• Requirement 1
Answer these questions about the passage on uranium complexation with glucose-1-phosphate:
(a) What is commonly used to quantify the uptake of heavy metals into plants?
(b) Which two methods produced the results on uranium complexation with glucose-1-phosphate?
(c) Over what pH range were the potentiometric titrations performed?
• Requirement 2
Extend the passage on uranium complexation with glucose-1-phosphate, picking up after its final sentence.

··· Excerpted passage ···

Complex Formation of Uranium(VI) with Glucose-1-Phosphate

The uptake of heavy metals into plants is commonly quantified by the soil-plant transfer factor. Up to now little is known about the chemical speciation of actinides in plants. To compare the obtained spectroscopic data of uranium complexes in plants with model compounds, we investigate the complexation of uranium with relevant bioligands of various functionalities. A very important class of ligands are phosphate esters, which serve as phosphate group and energy transmitters as well as energy storage mediums in biological systems.
Therefore, in our study we present the results of uranium complexation with glucose-1-phosphate (G1P) obtained by time-resolved laser-induced fluorescence spectroscopy (TRLFS) and potentiometric titration. The TRLFS-experiments were performed at a fixed uranyl concentration (10^-5 M) as a function of the ligand concentrations (10^-5 to 10^-3 M) in a pH range from 2 to 4.5. The potentiometric titrations were performed at fixed uranyl (10^-4 M) and ligand (10^-3 M) concentrations in a pH range from 3 to 10.

··· Extracted data ···

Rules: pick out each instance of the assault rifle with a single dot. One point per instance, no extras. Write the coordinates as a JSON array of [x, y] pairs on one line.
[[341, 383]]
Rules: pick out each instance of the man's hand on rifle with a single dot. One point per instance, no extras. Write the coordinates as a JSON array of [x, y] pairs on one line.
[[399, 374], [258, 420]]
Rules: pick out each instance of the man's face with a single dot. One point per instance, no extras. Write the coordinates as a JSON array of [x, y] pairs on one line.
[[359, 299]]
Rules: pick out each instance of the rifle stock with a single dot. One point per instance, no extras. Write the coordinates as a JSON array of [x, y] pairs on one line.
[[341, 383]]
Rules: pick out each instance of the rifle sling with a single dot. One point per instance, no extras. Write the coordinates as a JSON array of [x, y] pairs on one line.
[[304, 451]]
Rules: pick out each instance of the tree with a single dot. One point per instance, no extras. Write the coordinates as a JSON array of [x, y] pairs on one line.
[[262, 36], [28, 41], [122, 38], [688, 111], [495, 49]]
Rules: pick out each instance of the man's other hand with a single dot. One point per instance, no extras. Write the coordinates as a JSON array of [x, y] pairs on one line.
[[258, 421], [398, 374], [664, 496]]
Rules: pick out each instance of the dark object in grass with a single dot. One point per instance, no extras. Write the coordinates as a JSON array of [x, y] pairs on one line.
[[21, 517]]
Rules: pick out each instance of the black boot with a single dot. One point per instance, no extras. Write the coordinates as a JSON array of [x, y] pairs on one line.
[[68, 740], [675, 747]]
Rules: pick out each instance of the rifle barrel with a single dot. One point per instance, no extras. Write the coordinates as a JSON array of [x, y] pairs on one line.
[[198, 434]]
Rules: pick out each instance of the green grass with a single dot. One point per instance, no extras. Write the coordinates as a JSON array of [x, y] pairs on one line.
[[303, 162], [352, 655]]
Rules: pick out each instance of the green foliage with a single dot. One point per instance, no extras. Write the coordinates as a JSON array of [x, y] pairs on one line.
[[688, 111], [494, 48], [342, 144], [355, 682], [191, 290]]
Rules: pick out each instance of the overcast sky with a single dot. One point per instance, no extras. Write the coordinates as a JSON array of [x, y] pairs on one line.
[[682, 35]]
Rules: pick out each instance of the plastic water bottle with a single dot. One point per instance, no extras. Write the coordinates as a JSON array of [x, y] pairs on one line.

···

• Output 1
(a) The soil-plant transfer factor.
(b) Time-resolved laser-induced fluorescence spectroscopy (TRLFS) and potentiometric titration.
(c) From pH 3 to 10.

• Output 2
The TRLFS-measurements show a decrease in the fluorescence intensities with increasing ligand concentrations, and no shift of the emission bands. The TRLFS spectra indicate the presence of only one species with fluorescence properties. This species has a lifetime of 1.50 µs and was identified as the free uranyl ion. Therefore we conclude that the complexed uranyl glucose phosphate species shows no fluorescence.
From quantitative evaluation of the TRLFS spectra we conclude, that 1:1 uranyl glucose phosphate species UO₂(G1P) has formed. The complex formation constant was calculated to be log beta=5.60.
The results of the potentiometric titration show the same type of complex with a stability constant of log beta=5.37.